Contra non valentem is a Louisiana jurisprudential doctrine under which prescription may be suspended. See Frank L. Maraist and Thomas C. Galligan, Louisiana Tort Law § 10-4(b), 222 (1996); see also, R.O.M., supra. Moreover, it is an equitable doctrine of Roman origin, with roots in both civil and common law, and is notably at odds with the public policy favoring certainty underlying the doctrine of prescription. See Plaquemines Parish Com'n Council, 502 So.2d at 1055; see also, R.O.M., supra.
In Plaquemines Parish Com'n Council v. Delta Development Co., Inc., 502 So.2d 1034, 1054-55 (La.1987), we recognized the four instances where contra non valentem is applied to prevent the running of prescription: (1) where there was some legal cause which prevented the courts or their officers from taking cognizance of or acting on the plaintiff's action; (2) where there was some condition coupled with the contract or connected with the proceedings which prevented the creditor from suing or acting; (3) where the debtor himself has done some act effectually to prevent the creditor from availing himself of his cause of action; and (4) where the cause of action is not known or reasonably knowable by the plaintiff, even though this ignorance is not induced by the defendant. These categories thus allow "the courts to weigh the `equitable nature of the circumstances in each individual case' to determine whether prescription will be tolled." R.O.M., supra at 1545.

Id. at 1268. In managing his business, Dr. LaCombe kept graphs of the progress of his practice and held weekly meetings where reports of the past week's activities were presented. Dr. LaCombe was given no reason to suspect that any wrong-doing was taking place.

• Problem:
Rewrite the part of the contra non valentem passage between "Id. at 1268." and "was taking place.", inclusive, putting "charts" in place of "graphs".

• Supplied entries:
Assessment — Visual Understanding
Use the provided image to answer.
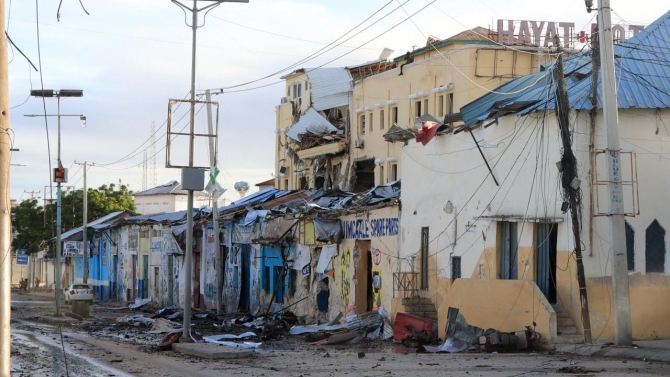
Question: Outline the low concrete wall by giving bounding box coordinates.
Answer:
[579,274,670,341]
[436,279,556,343]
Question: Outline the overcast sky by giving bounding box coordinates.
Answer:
[6,0,670,204]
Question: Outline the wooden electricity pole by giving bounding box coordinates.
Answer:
[0,0,12,377]
[554,38,592,343]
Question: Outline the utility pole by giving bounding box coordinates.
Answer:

• Task answer:
Id. at 1268. In managing his business, Dr. LaCombe kept charts of the progress of his practice and held weekly meetings where reports of the past week's activities were presented. Dr. LaCombe was given no reason to suspect that any wrong-doing was taking place.